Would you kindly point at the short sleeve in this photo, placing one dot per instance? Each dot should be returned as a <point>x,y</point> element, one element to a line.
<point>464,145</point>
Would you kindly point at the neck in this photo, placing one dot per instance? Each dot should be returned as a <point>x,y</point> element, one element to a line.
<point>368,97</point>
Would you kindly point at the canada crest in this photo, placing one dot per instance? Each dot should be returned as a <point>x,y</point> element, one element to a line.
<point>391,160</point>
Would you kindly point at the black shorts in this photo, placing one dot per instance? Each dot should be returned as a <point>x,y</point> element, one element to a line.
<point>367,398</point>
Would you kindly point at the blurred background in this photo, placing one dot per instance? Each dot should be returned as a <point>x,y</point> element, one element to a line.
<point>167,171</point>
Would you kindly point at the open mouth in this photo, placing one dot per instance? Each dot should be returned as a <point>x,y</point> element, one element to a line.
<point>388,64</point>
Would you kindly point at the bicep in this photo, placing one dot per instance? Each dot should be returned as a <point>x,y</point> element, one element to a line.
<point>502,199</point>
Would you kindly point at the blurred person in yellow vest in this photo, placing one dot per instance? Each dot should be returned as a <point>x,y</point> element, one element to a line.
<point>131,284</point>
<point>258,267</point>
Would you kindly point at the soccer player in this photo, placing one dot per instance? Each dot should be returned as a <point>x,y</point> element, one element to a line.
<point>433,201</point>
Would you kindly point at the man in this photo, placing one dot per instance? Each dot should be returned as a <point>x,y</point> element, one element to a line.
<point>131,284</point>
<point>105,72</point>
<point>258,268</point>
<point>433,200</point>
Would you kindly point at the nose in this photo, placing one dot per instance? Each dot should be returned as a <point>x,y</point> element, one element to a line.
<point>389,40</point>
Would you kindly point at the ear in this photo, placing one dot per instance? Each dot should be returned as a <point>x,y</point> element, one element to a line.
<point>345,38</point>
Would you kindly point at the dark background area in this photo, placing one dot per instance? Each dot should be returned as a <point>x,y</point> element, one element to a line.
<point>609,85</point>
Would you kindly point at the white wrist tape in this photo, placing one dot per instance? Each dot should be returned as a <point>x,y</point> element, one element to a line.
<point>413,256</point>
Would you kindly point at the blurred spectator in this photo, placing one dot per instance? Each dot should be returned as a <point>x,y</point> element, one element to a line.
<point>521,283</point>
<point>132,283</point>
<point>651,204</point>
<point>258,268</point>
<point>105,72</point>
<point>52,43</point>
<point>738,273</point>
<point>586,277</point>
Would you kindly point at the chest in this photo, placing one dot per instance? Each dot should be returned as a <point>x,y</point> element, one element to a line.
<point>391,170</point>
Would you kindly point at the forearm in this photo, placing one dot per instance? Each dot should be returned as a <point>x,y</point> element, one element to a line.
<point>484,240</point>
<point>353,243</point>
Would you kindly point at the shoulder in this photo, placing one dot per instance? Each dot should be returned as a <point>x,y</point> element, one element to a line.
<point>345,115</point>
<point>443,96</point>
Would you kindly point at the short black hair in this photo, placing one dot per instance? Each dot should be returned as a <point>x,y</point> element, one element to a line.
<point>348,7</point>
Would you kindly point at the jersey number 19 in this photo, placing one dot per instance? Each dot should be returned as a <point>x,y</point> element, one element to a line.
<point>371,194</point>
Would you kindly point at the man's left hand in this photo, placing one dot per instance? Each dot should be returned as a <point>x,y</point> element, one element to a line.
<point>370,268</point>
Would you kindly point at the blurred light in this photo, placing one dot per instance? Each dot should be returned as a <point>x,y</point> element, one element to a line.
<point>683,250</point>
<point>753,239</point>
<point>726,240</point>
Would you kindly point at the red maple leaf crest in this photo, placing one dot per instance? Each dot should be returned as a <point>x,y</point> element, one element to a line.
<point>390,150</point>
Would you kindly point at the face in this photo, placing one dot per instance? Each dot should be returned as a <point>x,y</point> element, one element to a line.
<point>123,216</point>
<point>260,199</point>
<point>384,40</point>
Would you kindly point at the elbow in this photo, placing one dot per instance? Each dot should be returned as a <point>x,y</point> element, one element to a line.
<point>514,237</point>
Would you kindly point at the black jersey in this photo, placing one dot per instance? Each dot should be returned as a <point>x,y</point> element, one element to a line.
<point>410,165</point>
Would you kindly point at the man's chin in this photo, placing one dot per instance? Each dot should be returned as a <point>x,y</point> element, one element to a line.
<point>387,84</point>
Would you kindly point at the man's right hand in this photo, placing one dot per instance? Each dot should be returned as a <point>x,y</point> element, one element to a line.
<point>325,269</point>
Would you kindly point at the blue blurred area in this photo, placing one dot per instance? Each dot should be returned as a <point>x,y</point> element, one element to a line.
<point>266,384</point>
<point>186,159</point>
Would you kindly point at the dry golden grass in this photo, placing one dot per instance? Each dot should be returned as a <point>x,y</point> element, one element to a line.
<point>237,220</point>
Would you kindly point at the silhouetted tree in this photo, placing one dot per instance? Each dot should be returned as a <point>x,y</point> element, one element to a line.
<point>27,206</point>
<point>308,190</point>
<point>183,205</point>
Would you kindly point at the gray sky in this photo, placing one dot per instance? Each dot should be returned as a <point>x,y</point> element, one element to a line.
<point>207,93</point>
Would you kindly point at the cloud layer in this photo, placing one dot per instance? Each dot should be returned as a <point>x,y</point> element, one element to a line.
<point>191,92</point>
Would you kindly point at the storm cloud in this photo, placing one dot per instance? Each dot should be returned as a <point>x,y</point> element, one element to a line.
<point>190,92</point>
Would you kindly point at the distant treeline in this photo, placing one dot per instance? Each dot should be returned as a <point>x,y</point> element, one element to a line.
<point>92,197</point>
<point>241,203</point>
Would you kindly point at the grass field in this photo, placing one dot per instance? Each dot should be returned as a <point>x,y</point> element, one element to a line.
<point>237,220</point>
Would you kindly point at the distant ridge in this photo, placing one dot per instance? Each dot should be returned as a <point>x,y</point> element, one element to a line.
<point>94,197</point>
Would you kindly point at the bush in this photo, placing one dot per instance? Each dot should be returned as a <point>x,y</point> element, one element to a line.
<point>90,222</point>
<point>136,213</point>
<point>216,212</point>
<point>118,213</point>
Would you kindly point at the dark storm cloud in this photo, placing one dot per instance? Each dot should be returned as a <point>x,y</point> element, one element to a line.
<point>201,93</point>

WORK INSTRUCTIONS:
Convert the lines of the records between the line containing "Would you kindly point at the elbow" and the line containing "<point>325,269</point>", inclusive, into a JSON list of strings with one string per line, omitting any blank lines.

EXERCISE RESPONSE:
[
  "Would you kindly point at the elbow in this photo, placing one dot per instance? Each dot should be returned as a <point>x,y</point> element, one element to a line.",
  "<point>514,237</point>",
  "Would you kindly point at the black jersey in this photo, placing one dot per instance? Each dot should be returned as a <point>x,y</point> element, one element to a line.",
  "<point>410,165</point>",
  "Would you kindly point at the man's chin in this photo, placing one dot per instance? Each dot should be returned as a <point>x,y</point> element, one element to a line.",
  "<point>387,84</point>",
  "Would you kindly point at the man's right hand in this photo, placing one dot per instance? Each dot should be returned as a <point>x,y</point> element, one element to a line.",
  "<point>325,269</point>"
]